Reading text
::::

Selling the value of User Research is sometimes an insurmountable challenge, especially when you’re a 1-person army. Far too often, we find ourselves persuading stakeholders and selling the value of our work more than actually carrying out our real responsibilities — being the voice of the user, advocating for them and ensuring that the product or service effectively solve for their needs and pain points.

Challenges with traditional User Research documentation (or a lack of)

Typically most teams document and present their research findings in documents, spreadsheets and presentations. Despite being good storytellers, researchers (and designers) often face numerous organizational challenges.

  1. Insights get lost in spreadsheets, documentation and presentations
  2. Research gets lost in translation and insights are not actionable
  3. User Research is viewed as a waste of budget
  4. People don’t get what Researchers do
  5. Everybody thinks they’re researchers

Presentations and design walkthroughs don’t effectively solve these shortcomings, no matter how good a storyteller you are. Insights still get lost in outdated documents that people no longer refer to after a few months or just weeks.

Being a fairly big team of Researchers and Designers, we encountered this situation quite often. We needed a better way to present stories, such that they remained a living body of knowledge — something that would easily surface relevant insights and recommendations on-demand, to represent the voice of the user, in its purest form, when it mattered.

How do you ensure that, if you’re investing in research, people are actually using the data? How do you create a composite picture of the user in a way that fosters empathy from stakeholders? How do you make your work as a Researcher appreciated?

Finding Inspiration

We took inspiration from WeWork’s Polaris system, Uber’s Kaleidoscope, teams that used Airtable and some of our clients. We learned about Atomic Research and loved the idea of “nuggets”. We also looked into Research tools but found them to be premature, inflexible or pricey. Dovetail came a close second but didn’t scale the way we needed it to, and building a new tool was excessive for our needs.

::::

Extracted entries
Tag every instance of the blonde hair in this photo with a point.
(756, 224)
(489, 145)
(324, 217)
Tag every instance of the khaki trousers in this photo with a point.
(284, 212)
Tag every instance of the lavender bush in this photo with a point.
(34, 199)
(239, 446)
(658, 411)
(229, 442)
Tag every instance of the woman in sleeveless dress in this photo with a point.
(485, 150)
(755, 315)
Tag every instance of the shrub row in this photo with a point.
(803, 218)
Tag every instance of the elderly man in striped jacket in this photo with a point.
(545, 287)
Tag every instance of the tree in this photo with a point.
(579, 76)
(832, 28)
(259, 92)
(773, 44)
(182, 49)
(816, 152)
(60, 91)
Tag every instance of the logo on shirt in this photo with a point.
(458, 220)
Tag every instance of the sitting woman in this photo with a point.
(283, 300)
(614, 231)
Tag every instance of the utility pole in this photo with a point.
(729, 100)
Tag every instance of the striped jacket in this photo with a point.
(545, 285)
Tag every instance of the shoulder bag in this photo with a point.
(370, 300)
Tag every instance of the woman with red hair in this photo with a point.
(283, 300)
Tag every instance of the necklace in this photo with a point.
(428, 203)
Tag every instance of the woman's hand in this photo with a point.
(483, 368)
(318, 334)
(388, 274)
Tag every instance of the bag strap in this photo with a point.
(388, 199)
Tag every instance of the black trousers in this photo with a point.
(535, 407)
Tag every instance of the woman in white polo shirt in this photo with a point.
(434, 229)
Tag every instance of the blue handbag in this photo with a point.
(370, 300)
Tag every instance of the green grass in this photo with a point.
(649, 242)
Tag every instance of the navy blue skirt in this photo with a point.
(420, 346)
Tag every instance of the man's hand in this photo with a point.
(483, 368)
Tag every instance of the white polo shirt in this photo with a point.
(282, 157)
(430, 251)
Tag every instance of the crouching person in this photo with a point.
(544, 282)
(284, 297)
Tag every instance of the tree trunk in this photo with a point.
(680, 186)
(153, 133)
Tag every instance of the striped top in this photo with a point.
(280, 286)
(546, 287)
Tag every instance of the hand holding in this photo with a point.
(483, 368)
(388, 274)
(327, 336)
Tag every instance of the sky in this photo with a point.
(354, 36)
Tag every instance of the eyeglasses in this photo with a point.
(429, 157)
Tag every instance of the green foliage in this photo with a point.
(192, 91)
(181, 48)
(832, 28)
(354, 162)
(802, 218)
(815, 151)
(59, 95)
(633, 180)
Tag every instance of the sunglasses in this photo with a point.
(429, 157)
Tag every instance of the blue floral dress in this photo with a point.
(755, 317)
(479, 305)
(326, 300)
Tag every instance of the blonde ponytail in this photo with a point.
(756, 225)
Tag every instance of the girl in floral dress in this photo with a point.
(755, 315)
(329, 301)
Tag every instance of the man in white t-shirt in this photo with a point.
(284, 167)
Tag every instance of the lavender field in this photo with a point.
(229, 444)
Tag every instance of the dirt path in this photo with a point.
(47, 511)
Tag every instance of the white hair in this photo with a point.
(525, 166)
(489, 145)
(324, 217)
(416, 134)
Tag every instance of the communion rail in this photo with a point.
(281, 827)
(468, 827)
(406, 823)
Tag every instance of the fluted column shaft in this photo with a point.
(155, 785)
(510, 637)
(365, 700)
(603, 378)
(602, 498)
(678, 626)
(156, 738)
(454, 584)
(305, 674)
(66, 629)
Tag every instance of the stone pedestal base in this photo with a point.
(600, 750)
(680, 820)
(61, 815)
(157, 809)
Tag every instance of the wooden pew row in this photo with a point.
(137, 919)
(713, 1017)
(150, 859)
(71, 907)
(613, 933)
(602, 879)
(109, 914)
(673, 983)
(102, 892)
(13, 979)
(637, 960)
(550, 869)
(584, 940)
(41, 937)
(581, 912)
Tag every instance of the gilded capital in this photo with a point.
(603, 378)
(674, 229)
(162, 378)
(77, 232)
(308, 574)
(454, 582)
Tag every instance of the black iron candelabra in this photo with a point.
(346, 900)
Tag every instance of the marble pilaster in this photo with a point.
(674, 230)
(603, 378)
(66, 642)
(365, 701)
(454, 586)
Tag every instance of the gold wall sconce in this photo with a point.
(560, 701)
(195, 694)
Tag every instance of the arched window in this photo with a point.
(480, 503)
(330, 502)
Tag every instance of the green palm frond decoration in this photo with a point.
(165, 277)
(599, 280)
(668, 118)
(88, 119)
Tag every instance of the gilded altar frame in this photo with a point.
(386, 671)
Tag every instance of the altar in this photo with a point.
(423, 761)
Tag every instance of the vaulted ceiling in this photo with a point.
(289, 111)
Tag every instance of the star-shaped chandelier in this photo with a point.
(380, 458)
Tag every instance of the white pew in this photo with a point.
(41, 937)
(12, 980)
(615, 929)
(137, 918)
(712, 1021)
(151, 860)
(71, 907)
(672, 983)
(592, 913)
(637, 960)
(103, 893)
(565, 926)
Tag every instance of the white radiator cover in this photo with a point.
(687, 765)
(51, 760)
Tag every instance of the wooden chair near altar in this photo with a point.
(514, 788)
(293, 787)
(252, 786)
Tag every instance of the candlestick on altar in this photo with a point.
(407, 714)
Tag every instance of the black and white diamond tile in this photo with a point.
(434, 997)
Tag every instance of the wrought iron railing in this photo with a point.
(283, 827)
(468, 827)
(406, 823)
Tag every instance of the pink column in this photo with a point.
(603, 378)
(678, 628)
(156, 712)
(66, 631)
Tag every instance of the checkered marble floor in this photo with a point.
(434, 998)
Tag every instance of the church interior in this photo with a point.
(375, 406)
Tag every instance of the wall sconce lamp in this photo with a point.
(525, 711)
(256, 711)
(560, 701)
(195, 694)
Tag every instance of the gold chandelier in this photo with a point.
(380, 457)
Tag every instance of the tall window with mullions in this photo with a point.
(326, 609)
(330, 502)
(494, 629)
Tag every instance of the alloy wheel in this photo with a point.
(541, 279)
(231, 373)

::::

List of tasks
1. List the organizational challenges that the user research text numbers.
2. Reproduce the passage of the user research text starting at "Being a fairly" and ending at "a Researcher appreciated?".

Response list
1.
1. Insights get lost in spreadsheets, documentation and presentations
2. Research gets lost in translation and insights are not actionable
3. User Research is viewed as a waste of budget
4. People don’t get what Researchers do
5. Everybody thinks they’re researchers

2.
Being a fairly big team of Researchers and Designers, we encountered this situation quite often. We needed a better way to present stories, such that they remained a living body of knowledge — something that would easily surface relevant insights and recommendations on-demand, to represent the voice of the user, in its purest form, when it mattered.

How do you ensure that, if you’re investing in research, people are actually using the data? How do you create a composite picture of the user in a way that fosters empathy from stakeholders? How do you make your work as a Researcher appreciated?